§ Reading passage
The Big Move to the Big Apple: Should This Go or Stay?

We are forever recycling the past with our possessions. They surround us in our homes. Many represent a special memory.

For me there are so many but the most important are the Chinoiserie lamps and black lacquer bar we bought in San Francisco on our honeymoon, the thousands of vinyl records my late husband accumulated over his 68 years, the first painting we purchased from a local St. Louis art gallery, the early 20th-century Gramophone my husband found for sale at a farmhouse, the sheet music our two sons used to learn their various instruments, the carefully framed newspaper and magazine articles about our kids’ accomplishments, and the Steinway baby grand piano we bought from a neighbor whose daughter had been an accompanist with the St. Louis Symphony.

Now that I am moving to a place that is not much larger than my current dining and living rooms combined (815 square feet), I know I must let go of most of the possessions my family and I accumulated through the years. Since I purchased my parents’ almost 2,700-square- foot condo four years ago, I merged my furnishings with theirs. And the belongings consumed the space like honeysuckle.    

As I start to sift through the items carefully in deciding what to take, there are many I hadn’t remembered. While cleaning out a closet, I find long-winded love letters from my late husband when he was in the Army. I open a chest and discover silver and my mother’s fine china. Another locked cabinet has close to 70 silver plated and sterling silver plates, trays, ice buckets, goblets, serving pieces and more, some are my mother’s pieces, and many are wedding presents from more than 50 years ago. Who has time to polish silver these days? Who even entertains and uses the silver?

Paring down becomes a juggling act—do I sell, keep, give away or donate? Most choices I make are by committee with my two sisters who live in New York City. Here technology helps. We do our negotiating through a series of Facetime “meetings” and countless photos that I text. It is a six-month-long project that taps into a profusion of emotions: sadness, anger and laughter as we recall how each piece was collected, try to think about a price and sentimental value, and then decide what to do with it.

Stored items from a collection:
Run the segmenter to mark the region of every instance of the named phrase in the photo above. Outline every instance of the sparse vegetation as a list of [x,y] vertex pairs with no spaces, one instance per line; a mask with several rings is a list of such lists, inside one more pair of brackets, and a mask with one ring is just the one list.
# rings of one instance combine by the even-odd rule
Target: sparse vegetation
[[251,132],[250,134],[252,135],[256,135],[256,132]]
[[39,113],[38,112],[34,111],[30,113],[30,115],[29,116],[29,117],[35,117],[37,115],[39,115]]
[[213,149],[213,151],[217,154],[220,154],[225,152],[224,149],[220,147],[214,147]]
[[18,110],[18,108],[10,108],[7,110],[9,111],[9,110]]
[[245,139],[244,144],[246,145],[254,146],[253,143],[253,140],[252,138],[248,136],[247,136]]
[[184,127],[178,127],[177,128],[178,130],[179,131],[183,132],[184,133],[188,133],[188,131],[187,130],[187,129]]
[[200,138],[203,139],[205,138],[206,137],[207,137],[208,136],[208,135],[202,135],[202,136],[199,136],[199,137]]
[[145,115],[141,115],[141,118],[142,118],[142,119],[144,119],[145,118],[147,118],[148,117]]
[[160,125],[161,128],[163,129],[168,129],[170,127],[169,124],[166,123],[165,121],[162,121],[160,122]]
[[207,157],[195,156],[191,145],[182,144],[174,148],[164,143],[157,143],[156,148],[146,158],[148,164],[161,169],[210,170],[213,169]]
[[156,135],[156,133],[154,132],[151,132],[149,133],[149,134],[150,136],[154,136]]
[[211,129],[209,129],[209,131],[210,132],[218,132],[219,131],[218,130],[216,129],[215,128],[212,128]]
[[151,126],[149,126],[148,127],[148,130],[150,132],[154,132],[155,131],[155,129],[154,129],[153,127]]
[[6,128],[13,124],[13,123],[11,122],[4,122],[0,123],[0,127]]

§ Objectives
1/ Decide whether each statement agrees with the downsizing essay: (a) the new home measures 815 square feet; (b) the Steinway baby grand piano was bought at a farmhouse; (c) the two sisters live in St. Louis. Answer yes or no for each, quoting the words of the essay that settle it.
2/ Condense the paragraph of the downsizing essay that begins "As I start to sift through the items" into a short list, keeping its main facts.
3/ Copy, word for word, the passage of the downsizing essay that starts with the words "For me there" and ends with "St. Louis Symphony.".
The data above are separate from the downsizing essay.

§ Task solutions
1/
(a) Yes: "not much larger than my current dining and living rooms combined (815 square feet)."
(b) No: "the Steinway baby grand piano we bought from a neighbor."
(c) No: "my two sisters who live in New York City."

2/
- Sorting belongings turns up many forgotten items.
- A closet holds long-winded love letters from the late husband, written while he was in the Army.
- A chest contains silver and the mother's fine china.
- A locked cabinet holds close to 70 silver-plated and sterling silver pieces, including plates, trays, ice buckets, goblets and serving pieces. Some belonged to the mother, and many are wedding presents more than 50 years old.
- The writer asks who has time to polish silver now, and who still entertains with it.

3/
For me there are so many but the most important are the Chinoiserie lamps and black lacquer bar we bought in San Francisco on our honeymoon, the thousands of vinyl records my late husband accumulated over his 68 years, the first painting we purchased from a local St. Louis art gallery, the early 20th-century Gramophone my husband found for sale at a farmhouse, the sheet music our two sons used to learn their various instruments, the carefully framed newspaper and magazine articles about our kids’ accomplishments, and the Steinway baby grand piano we bought from a neighbor whose daughter had been an accompanist with the St. Louis Symphony.